### PROBLEM DETAILS
Gather every line from the items below that contains the word "green", treating uppercase and lowercase as different.

### RECORDS FOR THIS EXERCISE
######

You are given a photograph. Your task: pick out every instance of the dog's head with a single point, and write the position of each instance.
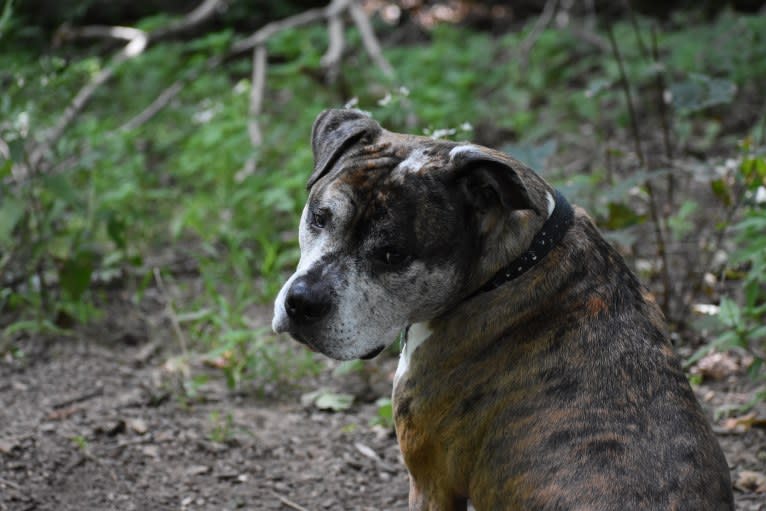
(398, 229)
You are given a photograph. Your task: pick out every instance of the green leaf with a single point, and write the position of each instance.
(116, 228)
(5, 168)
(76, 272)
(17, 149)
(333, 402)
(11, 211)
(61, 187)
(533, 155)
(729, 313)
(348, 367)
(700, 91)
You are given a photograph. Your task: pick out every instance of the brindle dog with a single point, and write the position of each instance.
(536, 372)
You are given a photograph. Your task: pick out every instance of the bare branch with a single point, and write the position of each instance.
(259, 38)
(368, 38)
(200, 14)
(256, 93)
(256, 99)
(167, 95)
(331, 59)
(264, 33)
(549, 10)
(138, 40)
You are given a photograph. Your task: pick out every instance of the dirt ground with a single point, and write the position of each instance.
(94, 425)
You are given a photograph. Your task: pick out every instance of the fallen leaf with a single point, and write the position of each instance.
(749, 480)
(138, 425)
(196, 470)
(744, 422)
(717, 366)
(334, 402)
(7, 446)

######

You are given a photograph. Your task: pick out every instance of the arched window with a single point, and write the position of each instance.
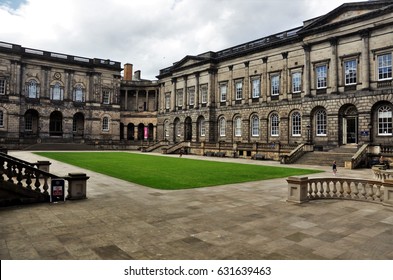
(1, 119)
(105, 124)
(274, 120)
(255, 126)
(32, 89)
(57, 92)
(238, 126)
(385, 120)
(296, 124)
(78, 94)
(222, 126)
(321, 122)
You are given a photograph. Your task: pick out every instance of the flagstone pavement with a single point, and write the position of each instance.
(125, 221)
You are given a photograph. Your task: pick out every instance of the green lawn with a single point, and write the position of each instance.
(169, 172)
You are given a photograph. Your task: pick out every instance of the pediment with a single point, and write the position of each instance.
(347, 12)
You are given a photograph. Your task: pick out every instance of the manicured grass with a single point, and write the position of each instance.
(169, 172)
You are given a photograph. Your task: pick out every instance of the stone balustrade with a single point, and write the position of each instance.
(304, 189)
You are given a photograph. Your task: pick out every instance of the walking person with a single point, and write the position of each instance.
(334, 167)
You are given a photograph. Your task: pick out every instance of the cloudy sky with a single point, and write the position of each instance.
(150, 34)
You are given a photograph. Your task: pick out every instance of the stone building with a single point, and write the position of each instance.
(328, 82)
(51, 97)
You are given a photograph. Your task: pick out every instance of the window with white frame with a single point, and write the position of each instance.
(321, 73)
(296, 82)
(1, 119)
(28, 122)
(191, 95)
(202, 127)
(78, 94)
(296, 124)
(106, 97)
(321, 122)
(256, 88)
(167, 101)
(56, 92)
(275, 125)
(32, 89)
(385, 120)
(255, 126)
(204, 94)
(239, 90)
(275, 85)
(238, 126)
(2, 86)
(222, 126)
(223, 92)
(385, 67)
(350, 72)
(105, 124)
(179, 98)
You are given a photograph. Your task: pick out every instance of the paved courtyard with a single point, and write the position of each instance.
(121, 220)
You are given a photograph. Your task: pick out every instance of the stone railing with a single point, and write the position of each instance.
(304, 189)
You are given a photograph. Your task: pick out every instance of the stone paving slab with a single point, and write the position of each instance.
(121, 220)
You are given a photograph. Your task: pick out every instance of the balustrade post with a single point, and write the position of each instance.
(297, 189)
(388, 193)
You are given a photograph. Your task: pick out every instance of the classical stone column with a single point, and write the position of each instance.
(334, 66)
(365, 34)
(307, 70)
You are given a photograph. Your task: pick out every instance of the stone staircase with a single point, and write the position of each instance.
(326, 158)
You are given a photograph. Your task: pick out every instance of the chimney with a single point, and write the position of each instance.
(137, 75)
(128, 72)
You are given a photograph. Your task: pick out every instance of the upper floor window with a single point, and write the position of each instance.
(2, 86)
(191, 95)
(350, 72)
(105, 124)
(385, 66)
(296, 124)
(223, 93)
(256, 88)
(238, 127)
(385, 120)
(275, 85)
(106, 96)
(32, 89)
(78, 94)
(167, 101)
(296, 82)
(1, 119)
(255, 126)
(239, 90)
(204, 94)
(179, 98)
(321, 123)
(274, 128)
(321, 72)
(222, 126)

######

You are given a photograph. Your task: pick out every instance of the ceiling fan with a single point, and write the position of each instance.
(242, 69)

######

### EXERCISE ANSWER
You are given a photograph. Your task: pick out every instance of the green leaf with a single point, and write the position of each instance.
You are given a photograph. Your task: pick out every instance of the green lawn with a single point, and write the position of each instance.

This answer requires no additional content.